What the task asks:
Leaving nothing out, set down all the data exactly.

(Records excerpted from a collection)
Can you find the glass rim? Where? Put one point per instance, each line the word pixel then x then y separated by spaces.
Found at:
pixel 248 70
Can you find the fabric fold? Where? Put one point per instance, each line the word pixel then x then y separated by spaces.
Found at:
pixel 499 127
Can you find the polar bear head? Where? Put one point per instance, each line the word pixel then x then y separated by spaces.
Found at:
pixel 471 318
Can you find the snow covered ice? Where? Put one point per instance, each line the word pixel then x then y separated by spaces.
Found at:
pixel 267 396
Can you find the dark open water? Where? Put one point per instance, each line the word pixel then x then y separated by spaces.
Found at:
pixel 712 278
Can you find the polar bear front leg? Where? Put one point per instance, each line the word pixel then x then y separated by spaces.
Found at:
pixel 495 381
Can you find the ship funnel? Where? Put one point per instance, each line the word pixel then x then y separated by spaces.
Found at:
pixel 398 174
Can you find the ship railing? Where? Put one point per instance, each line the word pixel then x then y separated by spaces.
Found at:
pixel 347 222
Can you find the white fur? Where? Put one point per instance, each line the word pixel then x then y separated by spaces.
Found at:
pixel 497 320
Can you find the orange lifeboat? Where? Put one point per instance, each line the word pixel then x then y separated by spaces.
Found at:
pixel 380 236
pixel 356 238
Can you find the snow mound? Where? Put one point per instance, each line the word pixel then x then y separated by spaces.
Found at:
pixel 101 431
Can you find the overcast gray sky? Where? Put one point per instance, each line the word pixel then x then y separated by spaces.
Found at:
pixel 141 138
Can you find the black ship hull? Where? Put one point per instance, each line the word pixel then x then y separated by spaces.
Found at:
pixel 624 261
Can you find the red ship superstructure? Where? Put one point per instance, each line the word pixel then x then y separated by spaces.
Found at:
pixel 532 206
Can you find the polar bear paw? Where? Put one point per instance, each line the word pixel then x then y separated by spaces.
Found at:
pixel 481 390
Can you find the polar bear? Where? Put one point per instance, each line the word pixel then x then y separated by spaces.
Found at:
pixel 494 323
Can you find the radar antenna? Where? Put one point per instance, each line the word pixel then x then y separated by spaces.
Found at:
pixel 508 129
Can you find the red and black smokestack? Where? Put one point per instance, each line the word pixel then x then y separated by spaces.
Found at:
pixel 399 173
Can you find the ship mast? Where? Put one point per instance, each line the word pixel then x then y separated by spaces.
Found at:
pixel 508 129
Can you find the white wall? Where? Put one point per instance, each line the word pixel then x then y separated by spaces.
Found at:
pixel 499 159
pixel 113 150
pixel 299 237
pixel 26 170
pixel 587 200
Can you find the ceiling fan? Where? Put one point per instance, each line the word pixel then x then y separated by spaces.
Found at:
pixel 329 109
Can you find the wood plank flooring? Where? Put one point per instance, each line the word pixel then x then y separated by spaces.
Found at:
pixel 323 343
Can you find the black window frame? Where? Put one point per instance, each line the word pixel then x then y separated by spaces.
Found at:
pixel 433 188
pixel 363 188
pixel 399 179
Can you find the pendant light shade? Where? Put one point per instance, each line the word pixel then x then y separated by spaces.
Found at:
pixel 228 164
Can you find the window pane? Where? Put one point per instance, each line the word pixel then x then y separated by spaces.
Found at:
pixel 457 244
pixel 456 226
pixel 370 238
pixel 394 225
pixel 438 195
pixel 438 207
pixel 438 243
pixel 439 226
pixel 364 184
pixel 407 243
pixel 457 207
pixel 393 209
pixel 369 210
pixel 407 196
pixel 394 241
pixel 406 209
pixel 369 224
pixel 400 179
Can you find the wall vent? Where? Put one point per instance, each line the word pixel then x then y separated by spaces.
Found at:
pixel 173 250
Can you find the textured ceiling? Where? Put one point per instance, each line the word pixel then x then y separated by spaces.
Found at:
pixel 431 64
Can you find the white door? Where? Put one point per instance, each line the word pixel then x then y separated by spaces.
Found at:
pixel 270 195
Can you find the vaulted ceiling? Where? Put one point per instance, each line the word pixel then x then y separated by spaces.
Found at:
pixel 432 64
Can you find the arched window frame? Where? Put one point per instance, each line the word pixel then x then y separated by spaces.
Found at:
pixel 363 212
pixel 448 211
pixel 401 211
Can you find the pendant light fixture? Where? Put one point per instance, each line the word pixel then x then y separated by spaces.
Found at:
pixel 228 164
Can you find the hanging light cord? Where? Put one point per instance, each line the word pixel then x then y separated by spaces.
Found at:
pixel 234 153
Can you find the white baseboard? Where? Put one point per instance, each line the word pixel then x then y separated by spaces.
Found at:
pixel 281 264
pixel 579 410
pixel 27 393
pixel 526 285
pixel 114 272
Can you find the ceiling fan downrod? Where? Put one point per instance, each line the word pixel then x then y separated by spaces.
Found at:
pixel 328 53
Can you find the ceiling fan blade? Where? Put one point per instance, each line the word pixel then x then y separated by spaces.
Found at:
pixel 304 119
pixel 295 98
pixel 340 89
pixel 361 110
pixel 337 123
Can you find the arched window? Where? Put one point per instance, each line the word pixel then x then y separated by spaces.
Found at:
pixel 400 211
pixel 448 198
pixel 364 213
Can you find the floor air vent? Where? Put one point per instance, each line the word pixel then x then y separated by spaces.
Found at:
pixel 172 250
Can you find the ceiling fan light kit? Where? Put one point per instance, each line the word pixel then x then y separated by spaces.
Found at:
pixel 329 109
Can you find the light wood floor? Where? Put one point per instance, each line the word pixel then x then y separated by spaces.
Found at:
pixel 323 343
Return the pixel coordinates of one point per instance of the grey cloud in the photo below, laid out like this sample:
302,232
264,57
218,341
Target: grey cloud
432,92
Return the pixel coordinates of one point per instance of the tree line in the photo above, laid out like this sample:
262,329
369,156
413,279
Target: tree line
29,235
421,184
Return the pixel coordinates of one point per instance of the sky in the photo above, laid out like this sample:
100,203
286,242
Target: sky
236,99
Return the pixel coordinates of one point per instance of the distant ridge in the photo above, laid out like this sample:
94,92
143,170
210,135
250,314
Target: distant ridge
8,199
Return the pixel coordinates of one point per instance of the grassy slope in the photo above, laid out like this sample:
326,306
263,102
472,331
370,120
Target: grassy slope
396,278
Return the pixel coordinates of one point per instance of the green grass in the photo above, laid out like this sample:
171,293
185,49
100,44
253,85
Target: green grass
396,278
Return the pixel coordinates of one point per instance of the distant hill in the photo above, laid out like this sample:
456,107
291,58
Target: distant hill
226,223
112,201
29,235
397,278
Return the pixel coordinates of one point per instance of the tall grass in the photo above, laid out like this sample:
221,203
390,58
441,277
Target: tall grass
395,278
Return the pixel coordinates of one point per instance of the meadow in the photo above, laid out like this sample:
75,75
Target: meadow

Answer for the task:
Can you find the glass rim? Where? Put one point per instance, each line the word pixel then x then y separated by spaces.
Found at:
pixel 248 70
Can you find the fabric fold? Where? Put one point per instance, each line the word pixel then x then y separated by spaces.
Found at:
pixel 499 127
Can you find the polar bear head? Where? Put one point per instance, each line the word pixel then x then y separated by spaces.
Found at:
pixel 471 318
Can you find the snow covered ice? Where? Put one point per instance, each line the word pixel then x then y separated by spaces.
Found at:
pixel 267 396
Can you find the dark open water? Where? Put one point per instance, each line the word pixel then x then y separated by spaces.
Found at:
pixel 712 278
Can you find the polar bear front leg? Where? Put one point per instance, each line the word pixel then x then y separated by spaces.
Found at:
pixel 495 381
Can you find the ship funnel? Where? Put one point per instance, each line the word pixel then x then y separated by spaces.
Found at:
pixel 398 174
Can you find the ship railing? Where? Put one point per instance, each line the word pixel then x then y separated by spaces.
Found at:
pixel 347 222
Can you find the white fur? Where? Put one point per instance, each line the word pixel then x then y separated by spaces.
Found at:
pixel 497 320
Can you find the orange lifeboat? Where? Put one point per instance, each line the word pixel then x then y separated by spaces.
Found at:
pixel 380 236
pixel 356 238
Can you find the snow mound? Where? Put one point per instance, each line the word pixel then x then y separated by spaces.
Found at:
pixel 101 431
Can you find the overcast gray sky? Where? Put one point per instance, each line the word pixel then x then y separated by spaces.
Found at:
pixel 141 138
Can you find the black ship hull? Where? Put one point per instance, each line the word pixel then x then y separated by spaces.
Found at:
pixel 624 261
Can you find the red ship superstructure? Where? Put one point per instance, each line the word pixel then x then y separated by spaces.
Found at:
pixel 532 206
Can you find the polar bear paw? Where? Put one point per instance, each line the word pixel then x then y separated by spaces.
Found at:
pixel 481 390
Can you find the polar bear? Where? Put one point per instance, each line the word pixel then x then y separated by spaces.
Found at:
pixel 494 323
Can you find the radar antenna? Where? Put one point per instance, each line the word pixel then x then y separated by spaces.
Found at:
pixel 508 129
Can you find the red and black smokestack? Where? Put one point per instance, each line the word pixel then x then y separated by spaces.
Found at:
pixel 399 173
Can you find the ship mast? Where? Put one point per instance, each line the word pixel then x then y separated by spaces.
Found at:
pixel 508 129
Can you find the white wall? Where? Put one point per instance, each line the word pixel then x then y separated by spaces.
Found at:
pixel 499 159
pixel 113 150
pixel 299 237
pixel 26 170
pixel 587 200
Can you find the ceiling fan? Where? Put one point per instance, each line the word pixel then x then y separated by spaces.
Found at:
pixel 329 109
Can you find the wood plank flooring? Where? Put one point per instance, each line the word pixel then x then y separated by spaces.
Found at:
pixel 323 343
Can you find the black window frame? Where? Put one point per instance, each line the word pixel then x then y separated by spaces.
Found at:
pixel 433 188
pixel 363 188
pixel 399 179
Can you find the pendant light shade? Where? Put one point per instance, each line the word pixel then x then y separated by spaces.
Found at:
pixel 228 164
Can you find the window pane? Where? Put one point per instance, each line the word pixel then x then y separated by spaces.
Found at:
pixel 457 244
pixel 456 226
pixel 370 238
pixel 394 225
pixel 438 195
pixel 438 207
pixel 438 243
pixel 439 226
pixel 364 184
pixel 407 243
pixel 457 207
pixel 393 209
pixel 369 210
pixel 407 196
pixel 394 241
pixel 406 209
pixel 369 224
pixel 400 179
Can you find the wall vent? Where? Put one point per instance, each line the word pixel then x then y separated by spaces.
Found at:
pixel 173 250
Can you find the textured ceiling? Where? Put one point per instance, each line the word pixel then x then y separated by spaces.
Found at:
pixel 431 64
Can you find the white door? Where? Put one point per instance, each line the word pixel then x then y separated by spaces.
Found at:
pixel 270 195
Can you find the vaulted ceiling? Where? Put one point per instance, each line the word pixel then x then y separated by spaces.
Found at:
pixel 432 64
Can you find the arched window frame? Where? Put one point per instance, each line the word pixel then x then y separated by spaces.
Found at:
pixel 363 212
pixel 448 211
pixel 401 211
Can you find the pendant light fixture? Where? Put one point per instance, each line the word pixel then x then y separated by spaces.
Found at:
pixel 228 164
Can you find the hanging light cord? Where? Put one point per instance, each line the word pixel then x then y separated by spaces.
Found at:
pixel 234 153
Can you find the white baseboard? Where? Put one point per instance, each line the word pixel then x then y separated by spaces.
Found at:
pixel 281 264
pixel 579 410
pixel 27 393
pixel 526 285
pixel 114 272
Can you find the ceiling fan downrod? Where? Put one point per instance, each line the word pixel then x then y separated by spaces.
Found at:
pixel 328 53
Can you find the ceiling fan blade? Where? Put one point per instance, each line the word pixel then x then y separated by spaces.
Found at:
pixel 304 119
pixel 295 98
pixel 340 89
pixel 361 110
pixel 337 123
Can you find the arched window? Where? Put one point per instance, each line the word pixel then x then y separated by spaces.
Found at:
pixel 400 211
pixel 448 198
pixel 364 213
Can you find the floor air vent? Where? Put one point per instance, each line the word pixel then x then y separated by spaces.
Found at:
pixel 172 250
Can you find the ceiling fan light kit? Where? Put one point per instance, each line the word pixel then x then y separated by spaces.
Found at:
pixel 329 109
Can you find the light wood floor? Where? Put one point per instance, each line the word pixel then x then y separated by spaces.
Found at:
pixel 323 343
Return the pixel coordinates of one point per instance of the grey cloud in the photo below, laid out like this sample:
302,232
264,57
218,341
Target: grey cloud
432,92
Return the pixel coordinates of one point per instance of the tree line in the photo above, laid out like this sample:
262,329
369,156
413,279
Target: tree line
29,235
421,184
Return the pixel coordinates of one point per instance of the sky in the photo above, laid out like this sample:
100,203
286,242
Target: sky
236,99
Return the pixel coordinates of one point per instance of the distant ridge in the photo above, laid out like this sample:
94,92
143,170
210,135
250,314
Target: distant ridge
8,199
Return the pixel coordinates of one point per instance of the grassy slope in the photo above, laid out like this sample:
326,306
263,102
472,331
370,120
Target: grassy slope
396,278
Return the pixel coordinates of one point per instance of the green grass in the photo above, laid out like this sample:
171,293
185,49
100,44
253,85
Target: green grass
396,278
Return the pixel coordinates of one point per instance of the distant hill in the photo above, laid out like this sample:
456,107
291,58
Target: distant hill
226,223
112,201
29,235
397,278
Return the pixel coordinates of one point per instance of the tall grass in the photo above, laid out like this sample:
221,203
390,58
441,277
Target: tall grass
395,278
Return the pixel coordinates of one point per instance of the meadow in the photo above, laid out like this sample:
75,75
Target: meadow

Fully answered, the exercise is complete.